What to work on> Extract every line of the listing below that contains the word "garland", treating uppercase and lowercase as different.

Provided data>
-- START --

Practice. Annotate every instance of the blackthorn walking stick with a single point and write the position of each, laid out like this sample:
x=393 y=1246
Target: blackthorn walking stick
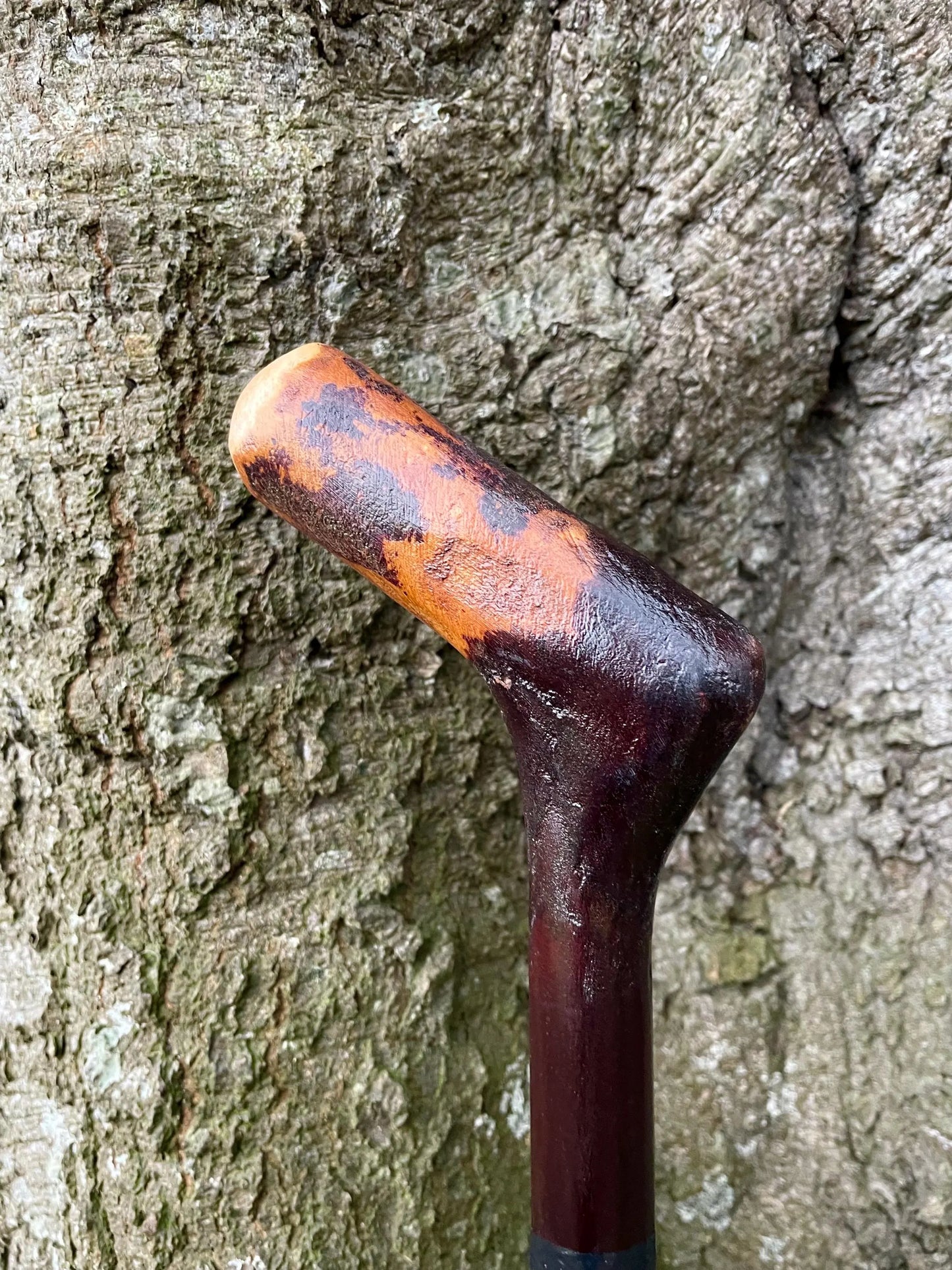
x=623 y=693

-- END --
-- START --

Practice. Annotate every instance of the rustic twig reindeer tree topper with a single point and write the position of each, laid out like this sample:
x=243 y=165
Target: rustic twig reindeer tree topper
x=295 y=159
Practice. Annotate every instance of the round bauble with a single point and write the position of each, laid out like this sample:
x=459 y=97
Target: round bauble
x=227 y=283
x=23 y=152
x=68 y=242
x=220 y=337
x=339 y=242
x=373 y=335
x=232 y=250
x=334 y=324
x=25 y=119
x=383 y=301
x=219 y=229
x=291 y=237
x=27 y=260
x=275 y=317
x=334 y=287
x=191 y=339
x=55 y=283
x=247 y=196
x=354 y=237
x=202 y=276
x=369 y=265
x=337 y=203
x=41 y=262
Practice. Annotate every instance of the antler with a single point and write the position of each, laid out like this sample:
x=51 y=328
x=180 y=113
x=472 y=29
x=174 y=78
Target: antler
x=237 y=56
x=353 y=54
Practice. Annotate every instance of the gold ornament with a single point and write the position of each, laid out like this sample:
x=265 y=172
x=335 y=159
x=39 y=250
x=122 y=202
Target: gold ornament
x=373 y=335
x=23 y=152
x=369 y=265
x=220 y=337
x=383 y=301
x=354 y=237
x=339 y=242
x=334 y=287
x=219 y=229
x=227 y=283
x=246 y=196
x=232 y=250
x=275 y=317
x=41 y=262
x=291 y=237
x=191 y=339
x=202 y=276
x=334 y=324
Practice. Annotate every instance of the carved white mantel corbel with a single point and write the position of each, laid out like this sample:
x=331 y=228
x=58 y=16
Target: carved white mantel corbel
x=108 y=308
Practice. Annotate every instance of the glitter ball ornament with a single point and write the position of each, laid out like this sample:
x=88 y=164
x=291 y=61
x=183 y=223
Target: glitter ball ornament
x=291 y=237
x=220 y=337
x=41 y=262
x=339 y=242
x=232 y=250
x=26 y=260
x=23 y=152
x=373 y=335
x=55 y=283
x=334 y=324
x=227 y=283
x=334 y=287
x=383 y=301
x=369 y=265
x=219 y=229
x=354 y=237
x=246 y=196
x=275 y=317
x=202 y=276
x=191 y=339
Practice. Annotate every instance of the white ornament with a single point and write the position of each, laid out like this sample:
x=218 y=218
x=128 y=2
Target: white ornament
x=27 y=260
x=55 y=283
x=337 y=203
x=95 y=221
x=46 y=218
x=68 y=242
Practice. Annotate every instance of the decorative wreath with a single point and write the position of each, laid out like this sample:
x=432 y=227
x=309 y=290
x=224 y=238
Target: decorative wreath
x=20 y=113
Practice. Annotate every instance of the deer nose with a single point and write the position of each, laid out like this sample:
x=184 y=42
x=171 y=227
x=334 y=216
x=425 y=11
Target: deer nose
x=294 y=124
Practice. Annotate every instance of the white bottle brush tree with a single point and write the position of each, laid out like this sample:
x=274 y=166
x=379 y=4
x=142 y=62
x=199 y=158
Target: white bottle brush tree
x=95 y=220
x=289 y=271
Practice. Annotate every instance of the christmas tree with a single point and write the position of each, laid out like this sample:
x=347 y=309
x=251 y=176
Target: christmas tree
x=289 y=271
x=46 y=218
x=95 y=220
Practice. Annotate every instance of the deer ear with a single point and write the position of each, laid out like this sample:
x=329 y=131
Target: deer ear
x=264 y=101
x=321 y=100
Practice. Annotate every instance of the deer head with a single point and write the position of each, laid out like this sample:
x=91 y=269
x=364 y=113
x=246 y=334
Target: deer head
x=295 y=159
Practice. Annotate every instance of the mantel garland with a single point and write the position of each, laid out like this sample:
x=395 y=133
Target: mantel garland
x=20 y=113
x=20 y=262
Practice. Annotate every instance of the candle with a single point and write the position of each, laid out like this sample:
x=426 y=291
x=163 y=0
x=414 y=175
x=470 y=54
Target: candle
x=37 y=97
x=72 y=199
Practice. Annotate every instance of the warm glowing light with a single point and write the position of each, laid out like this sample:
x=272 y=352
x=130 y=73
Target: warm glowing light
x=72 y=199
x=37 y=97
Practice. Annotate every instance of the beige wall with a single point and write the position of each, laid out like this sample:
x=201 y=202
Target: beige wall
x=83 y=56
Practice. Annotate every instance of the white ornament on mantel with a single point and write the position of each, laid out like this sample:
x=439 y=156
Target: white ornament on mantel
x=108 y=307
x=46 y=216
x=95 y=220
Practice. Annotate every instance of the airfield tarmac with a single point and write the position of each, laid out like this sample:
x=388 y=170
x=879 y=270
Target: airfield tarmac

-- END --

Correct answer>
Practice. Annotate every instance of the mantel garland with a single point and write the position of each, laid out like this sample:
Target: mantel garland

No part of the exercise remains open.